**How to complete this task**. Transcribe the data that follows in full. Leave out the pictures.

Collected data
_ _ _ _ _ _ _

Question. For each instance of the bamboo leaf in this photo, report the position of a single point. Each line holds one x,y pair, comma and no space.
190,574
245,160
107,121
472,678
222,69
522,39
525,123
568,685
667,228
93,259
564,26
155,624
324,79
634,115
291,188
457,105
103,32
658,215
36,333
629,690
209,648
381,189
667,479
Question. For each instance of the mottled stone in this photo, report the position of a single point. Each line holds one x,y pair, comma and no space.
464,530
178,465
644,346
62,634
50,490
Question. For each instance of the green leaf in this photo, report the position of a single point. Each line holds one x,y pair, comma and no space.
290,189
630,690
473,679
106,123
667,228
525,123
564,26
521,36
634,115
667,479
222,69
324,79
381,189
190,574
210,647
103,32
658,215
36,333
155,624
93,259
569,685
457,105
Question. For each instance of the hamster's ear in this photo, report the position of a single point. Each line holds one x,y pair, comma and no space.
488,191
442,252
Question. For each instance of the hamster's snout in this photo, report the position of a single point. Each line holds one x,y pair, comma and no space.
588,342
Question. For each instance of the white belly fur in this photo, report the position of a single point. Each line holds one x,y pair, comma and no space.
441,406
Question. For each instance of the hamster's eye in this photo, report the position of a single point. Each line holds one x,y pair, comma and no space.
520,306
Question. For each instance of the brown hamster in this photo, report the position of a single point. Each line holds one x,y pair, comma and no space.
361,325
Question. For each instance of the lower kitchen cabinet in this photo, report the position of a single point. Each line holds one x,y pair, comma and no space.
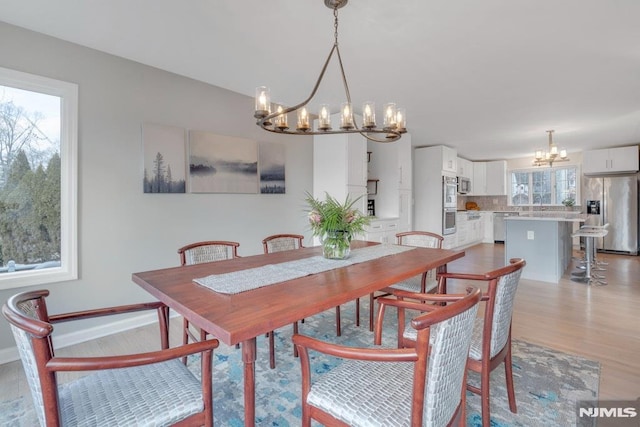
382,230
469,229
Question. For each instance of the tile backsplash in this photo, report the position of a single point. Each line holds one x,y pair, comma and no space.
500,203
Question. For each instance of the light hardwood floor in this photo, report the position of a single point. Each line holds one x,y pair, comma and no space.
599,323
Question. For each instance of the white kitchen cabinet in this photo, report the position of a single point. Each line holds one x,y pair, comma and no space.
465,168
479,181
489,178
487,223
382,230
611,160
462,229
427,189
469,231
339,168
497,178
391,165
449,159
449,242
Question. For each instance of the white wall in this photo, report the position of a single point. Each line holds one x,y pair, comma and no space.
122,230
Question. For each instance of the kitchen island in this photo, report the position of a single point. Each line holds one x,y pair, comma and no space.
544,240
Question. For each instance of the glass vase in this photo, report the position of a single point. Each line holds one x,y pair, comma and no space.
336,244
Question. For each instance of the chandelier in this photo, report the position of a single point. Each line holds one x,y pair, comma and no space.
543,157
276,120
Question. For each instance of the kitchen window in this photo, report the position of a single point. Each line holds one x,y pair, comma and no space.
38,180
554,186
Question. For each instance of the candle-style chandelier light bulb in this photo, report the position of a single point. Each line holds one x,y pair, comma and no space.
394,118
550,156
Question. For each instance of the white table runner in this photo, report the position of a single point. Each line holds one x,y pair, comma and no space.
254,278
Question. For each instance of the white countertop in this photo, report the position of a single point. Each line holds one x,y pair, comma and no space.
549,216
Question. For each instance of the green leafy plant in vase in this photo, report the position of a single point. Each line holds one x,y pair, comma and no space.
335,223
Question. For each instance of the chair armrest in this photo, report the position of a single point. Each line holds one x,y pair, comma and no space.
124,361
465,276
411,305
373,354
426,297
107,311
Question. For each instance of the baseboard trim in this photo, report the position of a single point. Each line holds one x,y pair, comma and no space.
65,340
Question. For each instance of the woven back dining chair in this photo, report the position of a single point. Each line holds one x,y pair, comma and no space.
491,341
421,283
198,253
418,386
151,388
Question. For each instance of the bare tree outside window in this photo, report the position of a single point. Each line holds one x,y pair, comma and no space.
29,180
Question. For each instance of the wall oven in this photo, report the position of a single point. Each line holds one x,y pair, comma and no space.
449,204
450,192
449,221
464,185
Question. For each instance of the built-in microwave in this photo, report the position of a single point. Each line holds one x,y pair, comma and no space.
464,185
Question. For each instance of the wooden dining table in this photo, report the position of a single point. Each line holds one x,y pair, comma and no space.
241,317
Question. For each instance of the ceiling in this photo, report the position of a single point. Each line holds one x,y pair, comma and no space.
485,77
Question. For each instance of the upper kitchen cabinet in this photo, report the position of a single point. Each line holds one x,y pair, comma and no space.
465,168
611,160
340,167
489,178
449,159
390,165
497,178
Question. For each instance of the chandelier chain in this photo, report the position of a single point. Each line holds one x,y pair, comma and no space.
264,114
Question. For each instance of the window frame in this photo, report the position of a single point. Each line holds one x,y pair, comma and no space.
553,169
68,93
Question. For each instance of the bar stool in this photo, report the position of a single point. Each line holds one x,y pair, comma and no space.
597,265
590,233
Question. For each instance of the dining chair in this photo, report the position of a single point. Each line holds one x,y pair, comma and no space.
198,253
422,385
421,283
491,341
151,388
280,243
285,242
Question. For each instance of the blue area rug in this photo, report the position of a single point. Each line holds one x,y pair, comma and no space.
547,382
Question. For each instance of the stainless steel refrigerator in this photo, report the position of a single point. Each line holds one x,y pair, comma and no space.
613,200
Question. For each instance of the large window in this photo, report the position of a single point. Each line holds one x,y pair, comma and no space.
38,187
545,186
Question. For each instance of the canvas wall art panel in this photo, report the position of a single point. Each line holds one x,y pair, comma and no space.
164,156
272,168
222,164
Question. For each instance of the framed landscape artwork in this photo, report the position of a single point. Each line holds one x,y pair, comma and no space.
222,164
164,159
272,165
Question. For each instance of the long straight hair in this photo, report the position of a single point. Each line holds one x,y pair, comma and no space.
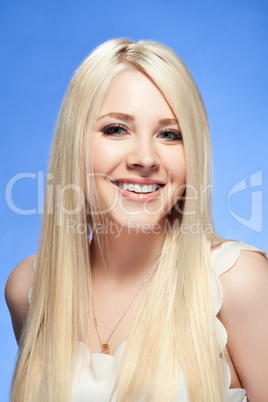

_ _ _ _ _ _ _

**Problem solution**.
Question. For each instance of the bamboo leaf in this photo, report the position of a single point. Each line holds one x,y pair, comma and no space.
190,574
245,160
107,121
472,678
222,69
522,39
525,123
568,685
667,228
93,259
564,26
155,624
324,79
634,115
291,188
457,105
103,32
658,215
36,333
629,690
209,648
381,189
667,479
Question. For each instance of the mottled stone in this photo, report the position of a single point. Each line holds one x,y pair, comma and no space.
464,530
178,465
644,346
62,634
50,490
Question. For each instance of the green leaf in this photo, report the position of a single point. Each line holds one x,y pair, comma and no space.
290,189
630,690
473,679
106,123
667,228
525,123
564,26
521,36
634,115
667,479
222,69
324,79
381,189
190,574
210,647
103,32
658,215
36,333
155,624
93,259
569,685
457,105
Question. For each instance of the hamster's ear in this photo, report the position of a single point. Each line holds one x,y pair, comma and no space.
488,191
442,252
Question. For each instance of the hamster's snout in this photo, report the position of a single point. Each line holds one x,y pair, comma and no space.
588,342
Question. For each instance of the white belly fur in this photo, report the position of a single point. Each line holds one x,y pair, comma and no space.
441,406
Question. For each instance of the hamster's eye in this photo, report the position of a single point. Each line holds one x,y pair, comma and no space.
520,306
Question. For each instance of the brown hamster in this photo, report the position of a single point. Each line holds one x,y pair, comma and no space.
361,325
Question. For each instance of the lower kitchen cabinet in this photo, report the position of a single point. Each line holds one x,y pair, comma and no space.
382,230
469,229
Question. For each instance of the tile backsplash in this photo, report the position of a single point. Each line holds one x,y pair, comma and no space.
500,203
Question. For each instance of the light hardwood floor in this photo, report the position of a single point. Each line holds one x,y pair, comma and no space.
599,323
Question. For each instance of the white kitchen cabinet in this photo, report the position of a single point. Each line holds one x,y pair, comma and no space.
465,168
479,181
489,178
487,223
382,230
611,160
462,229
427,189
469,231
339,168
497,178
391,165
449,159
449,242
Question. For each instance of the white wall in this photo, report the position of a single point. Each line holds one x,y pair, comma and no space.
122,230
Question. For each instance of the kitchen island in this photo, report the position of a single point. Each line holds one x,y pair, comma and no space.
544,240
Question. For each instance of the glass vase in this photo, report the position of a single point. Each line holds one x,y pair, comma and no space.
336,244
Question. For each instance of the chandelier in this photo, report the position of a single point. Each line holds one x,y pair, comma and no space.
543,157
276,120
Question. For each instance of the kitchen window in this photo, report the position of a single point. Each line holds one x,y pair, comma and no space.
38,180
554,186
Question. For each instance of the candle-style chandelier light bulb in this photo, report the position of a single point. Each line holds one x,y pair, comma and no space.
394,118
550,156
Question. For each instance of the white table runner in this photo, report the position of a single point. Each line holds one x,y pair, comma and no space.
254,278
Question. For each instance of the white countertop in this photo, report the position of a single point. Each line holds one x,y pair, comma and no space.
549,216
Question. For each instance of the green leafy plant in vase in this photo, report the position of a single point. Each line holds one x,y pair, comma and no space.
335,223
Question. For each instance of the chair armrest in this photo, report the position of a single point. Each line holds one x,y pair, comma and no space.
124,361
465,276
411,305
373,354
426,297
107,311
Question. For each instance of the baseboard trim in this photo, report the position of a single point. Each line holds one x,y pair, comma and no space.
65,340
Question. For each instance of the woven back dining chair in this photo, report the position of a single point. Each line holds one x,y pair, comma and no space.
491,341
421,283
198,253
418,386
151,388
Question. For each instance of the bare tree outside window in this photo, report the position of a single point. Each line holds one x,y pair, comma and no space.
29,180
Question. For each instance of the wall oven in this photo, report the position of a single point. Each line holds one x,y pair, comma and no space.
449,204
450,192
449,221
464,185
Question. For each instance of the built-in microwave in this photo, report the position of a single point. Each line holds one x,y pair, comma and no space.
464,185
Question. For each instance of the wooden dining table in this photo, report the position of a single point. Each line holds one x,y pair, comma and no space.
241,317
Question. For each instance of the ceiling in this photo, report the position of a single point. Each line holds one x,y pair, comma and no space.
485,77
Question. For each instance of the upper kitchen cabinet in this photo, report the position of a single point. Each line holds one x,y pair, comma and no space.
465,168
611,160
340,167
489,178
449,159
390,165
497,178
Question. For each instance of the chandelier chain in this photo, report the position of a single point. Each line holds one x,y pair, comma and no space.
264,114
Question. For each instance of the window frame in this photo, report the position of a single point. Each line holds one x,y pair, comma and no space.
553,169
68,93
Question. For each instance of the bar stool in this photo, report the position of a single point. Each line holds one x,y pair, comma and no space.
597,265
590,233
Question. For each instance of the dining chair in this photo, report the position of a single point. Each line holds one x,y pair, comma and no space.
198,253
422,385
421,283
491,341
151,388
280,243
285,242
Question. For each instance of the blue area rug in this photo, report the position of a single point. Each line holds one x,y pair, comma and no space.
547,382
Question. For each instance of the stainless steel refrigerator in this photo, report the position of a single point. Each line holds one x,y pair, comma and no space.
613,200
Question. For each instance of the large window in this photo, report the position of a single point. Each line holds one x,y pair, comma and no space.
38,187
545,186
Question. For each instance of the canvas wall art panel in this photo, report the position of a single point. Each line holds one x,y pair, comma and no space.
164,156
272,168
222,164
Question. For each instance of the framed landscape artwork in this photo, report the position of a single point. Each line holds one x,y pair, comma and no space.
222,164
164,159
272,165
Question. For each instance of the long straight hair in this photo, report the position of a single point. Each line holds one x,y pair, comma and no space.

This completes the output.